## WHAT YOU NEED TO DO
The lines to extract begin at the one containing "Annotate every instance of the horizon" and run to the end of the listing; set them down exactly and alone.

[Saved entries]
══════════

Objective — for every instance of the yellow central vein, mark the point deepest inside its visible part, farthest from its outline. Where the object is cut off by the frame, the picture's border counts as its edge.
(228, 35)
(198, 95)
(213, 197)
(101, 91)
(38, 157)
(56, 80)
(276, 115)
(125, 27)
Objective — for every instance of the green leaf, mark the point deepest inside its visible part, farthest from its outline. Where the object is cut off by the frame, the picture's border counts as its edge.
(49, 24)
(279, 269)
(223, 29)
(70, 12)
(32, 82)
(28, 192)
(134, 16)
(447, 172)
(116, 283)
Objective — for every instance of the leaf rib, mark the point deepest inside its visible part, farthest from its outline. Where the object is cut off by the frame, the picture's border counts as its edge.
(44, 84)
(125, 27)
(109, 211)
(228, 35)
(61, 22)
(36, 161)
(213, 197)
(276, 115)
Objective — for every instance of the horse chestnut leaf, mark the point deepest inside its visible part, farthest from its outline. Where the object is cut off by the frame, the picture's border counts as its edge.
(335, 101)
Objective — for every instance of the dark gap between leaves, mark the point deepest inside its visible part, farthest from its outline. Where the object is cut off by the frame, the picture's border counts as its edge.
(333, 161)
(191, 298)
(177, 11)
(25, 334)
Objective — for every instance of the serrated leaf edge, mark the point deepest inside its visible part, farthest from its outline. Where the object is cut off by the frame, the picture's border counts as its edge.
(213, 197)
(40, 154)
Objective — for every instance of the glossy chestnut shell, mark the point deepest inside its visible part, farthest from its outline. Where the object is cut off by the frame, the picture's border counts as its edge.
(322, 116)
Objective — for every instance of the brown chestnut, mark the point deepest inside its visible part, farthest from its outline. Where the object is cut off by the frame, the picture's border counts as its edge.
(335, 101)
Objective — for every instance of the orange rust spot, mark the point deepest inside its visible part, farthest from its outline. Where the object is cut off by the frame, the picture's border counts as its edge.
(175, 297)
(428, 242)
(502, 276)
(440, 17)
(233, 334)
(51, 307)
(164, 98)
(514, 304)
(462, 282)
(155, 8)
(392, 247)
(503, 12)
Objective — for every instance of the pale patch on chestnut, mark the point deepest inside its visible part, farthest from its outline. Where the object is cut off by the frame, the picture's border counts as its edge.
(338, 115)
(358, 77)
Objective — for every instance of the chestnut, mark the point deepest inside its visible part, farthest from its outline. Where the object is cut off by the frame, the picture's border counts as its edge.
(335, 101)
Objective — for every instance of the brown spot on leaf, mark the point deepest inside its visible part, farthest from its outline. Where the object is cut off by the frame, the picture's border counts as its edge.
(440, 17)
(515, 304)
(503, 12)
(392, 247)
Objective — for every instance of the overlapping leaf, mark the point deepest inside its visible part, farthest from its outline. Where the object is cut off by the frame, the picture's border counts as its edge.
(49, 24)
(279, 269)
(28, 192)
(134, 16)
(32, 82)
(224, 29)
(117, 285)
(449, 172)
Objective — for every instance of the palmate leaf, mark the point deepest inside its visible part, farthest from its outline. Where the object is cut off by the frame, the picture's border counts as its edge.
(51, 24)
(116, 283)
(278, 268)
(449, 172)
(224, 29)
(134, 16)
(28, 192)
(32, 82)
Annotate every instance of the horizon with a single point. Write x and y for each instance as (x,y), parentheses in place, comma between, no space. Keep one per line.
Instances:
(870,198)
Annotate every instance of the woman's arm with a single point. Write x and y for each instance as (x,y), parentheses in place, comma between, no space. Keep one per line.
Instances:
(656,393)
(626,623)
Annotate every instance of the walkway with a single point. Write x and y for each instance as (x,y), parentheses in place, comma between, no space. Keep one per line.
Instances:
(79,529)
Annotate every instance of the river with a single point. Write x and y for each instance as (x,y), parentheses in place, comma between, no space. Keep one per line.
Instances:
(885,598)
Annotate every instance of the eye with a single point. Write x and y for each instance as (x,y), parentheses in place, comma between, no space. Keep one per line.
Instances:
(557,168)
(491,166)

══════════

## RESPONSE
Annotate every instance of the horizon with a single point. Write x and y for each instance as (x,y), parentheses in place, comma between, no space. Keep one per line.
Instances:
(870,198)
Annotate every instance of the woman's arm with a single point. Write x and y for each instance as (x,y), parentheses in place, comma between, no space. Keep one per line.
Instances:
(656,393)
(626,623)
Annotate every instance of the walkway with a single point. Write x and y for each instance as (x,y), parentheses in place, comma between, no space. Keep one per line.
Instances:
(79,529)
Annotate every instance of the river with a single point. Write x and y for each instance as (x,y), parentheses in place, comma between, no space. Keep one per line.
Instances:
(885,598)
Annotate every instance of the eye with a single point. Write x and y for each instance as (x,y), parentheses in place, comma between, no space. Keep one per line.
Instances:
(557,168)
(491,166)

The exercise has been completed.